**Exercise inputs**
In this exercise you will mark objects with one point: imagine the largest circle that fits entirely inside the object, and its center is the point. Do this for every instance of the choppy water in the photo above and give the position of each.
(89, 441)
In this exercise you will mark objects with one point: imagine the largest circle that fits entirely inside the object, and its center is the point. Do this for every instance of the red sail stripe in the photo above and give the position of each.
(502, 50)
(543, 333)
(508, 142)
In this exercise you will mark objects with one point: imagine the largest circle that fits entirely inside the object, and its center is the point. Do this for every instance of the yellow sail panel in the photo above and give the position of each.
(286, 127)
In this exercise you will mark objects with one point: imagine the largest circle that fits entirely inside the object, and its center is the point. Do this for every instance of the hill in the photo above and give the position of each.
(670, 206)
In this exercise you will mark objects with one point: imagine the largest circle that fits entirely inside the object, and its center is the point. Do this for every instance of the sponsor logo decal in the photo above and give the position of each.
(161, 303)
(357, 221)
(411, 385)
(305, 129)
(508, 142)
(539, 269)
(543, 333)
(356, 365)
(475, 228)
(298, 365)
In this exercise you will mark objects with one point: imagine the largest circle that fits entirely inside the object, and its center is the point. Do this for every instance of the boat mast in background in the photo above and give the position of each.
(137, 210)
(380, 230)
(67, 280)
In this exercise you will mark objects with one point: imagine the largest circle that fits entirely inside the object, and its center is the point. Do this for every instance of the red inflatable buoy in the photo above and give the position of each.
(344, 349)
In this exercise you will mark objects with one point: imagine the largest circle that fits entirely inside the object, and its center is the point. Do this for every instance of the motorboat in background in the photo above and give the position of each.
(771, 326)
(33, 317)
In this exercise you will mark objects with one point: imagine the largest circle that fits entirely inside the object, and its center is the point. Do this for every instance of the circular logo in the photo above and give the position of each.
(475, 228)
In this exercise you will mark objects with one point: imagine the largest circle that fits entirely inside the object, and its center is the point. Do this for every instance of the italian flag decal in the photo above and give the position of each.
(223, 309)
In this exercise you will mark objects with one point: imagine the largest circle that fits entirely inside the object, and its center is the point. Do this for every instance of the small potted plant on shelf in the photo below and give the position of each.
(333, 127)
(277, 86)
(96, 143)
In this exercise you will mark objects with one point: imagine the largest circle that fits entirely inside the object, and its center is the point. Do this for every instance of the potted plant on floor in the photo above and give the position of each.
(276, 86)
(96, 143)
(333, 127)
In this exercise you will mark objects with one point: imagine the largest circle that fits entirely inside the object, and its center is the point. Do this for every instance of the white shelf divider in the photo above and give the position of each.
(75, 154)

**Prompt**
Reproduce the material above word for word, every line from first to last.

**Solution to this task**
In this exercise you will mark objects with one point: imagine the largest circle that fits entirely inside the object, and its center is the point. Do this for every instance of the choppy water in the photo above and give the position of each.
(89, 441)
In this exercise you will mark objects with one point: imagine the largest circle that fits entirely inside the object, and its center is the point. Do this for every instance of the red sail stripe in the photo above and give the position of each.
(502, 50)
(543, 333)
(508, 142)
In this exercise you will mark objects with one point: imagine the largest circle that fits entirely inside the object, and its center is the point. Do this for every instance of the yellow sail panel in the photo above and give the position of each.
(286, 127)
In this exercise you will mark objects with one point: imagine the largest circle that fits entirely inside the object, and its center is the point. Do this for every instance of the hill in the photo above and give the position of each.
(670, 206)
In this exercise you will mark objects with one point: imagine the largest circle that fits entirely inside the object, and its center is the point. Do this for every instance of the sponsor logo decal in the photo above and give the position of each.
(161, 303)
(357, 221)
(411, 385)
(305, 129)
(508, 142)
(539, 269)
(543, 333)
(356, 365)
(475, 228)
(298, 365)
In this exercise you will mark objects with one point: imagine the largest circle that fits entirely inside the object, and its center is the point. Do this for every instance of the boat mast in background in the photo above and give the position of each.
(137, 210)
(380, 230)
(67, 280)
In this exercise you will mark objects with one point: imagine the largest circle that fits entirely inside the object, and its center is the point. Do this for every instance of the red inflatable buoy in the photo above and give the position of each.
(344, 349)
In this exercise you will mark objects with one point: imagine the largest circle that fits entirely inside the object, and its center is the point. Do this for every instance of the motorboat in background in the photo above and give the position of each.
(771, 326)
(33, 317)
In this exercise you will mark objects with one point: imagine the largest circle that fits entirely inside the object, and its center is the point. Do this for every instance of the circular logo in the photo above and give the position of each.
(475, 228)
In this exercise you will mark objects with one point: imagine the largest circle that fits entirely inside the object, and its center is the point. Do this for every instance of the italian flag decal in the photo above and give the position of each.
(223, 309)
In this exercise you will mark objects with one point: imagine the largest circle that fits entirely inside the object, and its center is the point. Do this for every instance of the small potted plant on shelf in the photo below and give the position of each.
(333, 127)
(277, 86)
(96, 143)
In this exercise you will mark objects with one point: imagine the largest circle that fits entirely inside the object, and its center is the point. Do this for every instance of the potted plant on floor in the photo above and give the position of each.
(276, 86)
(96, 143)
(333, 127)
In this exercise you will mark objects with one point: imagine the largest circle that fits entirely inside the object, and its center is the point. Do this for every instance of the white shelf divider in the photo above and give the position of each.
(75, 154)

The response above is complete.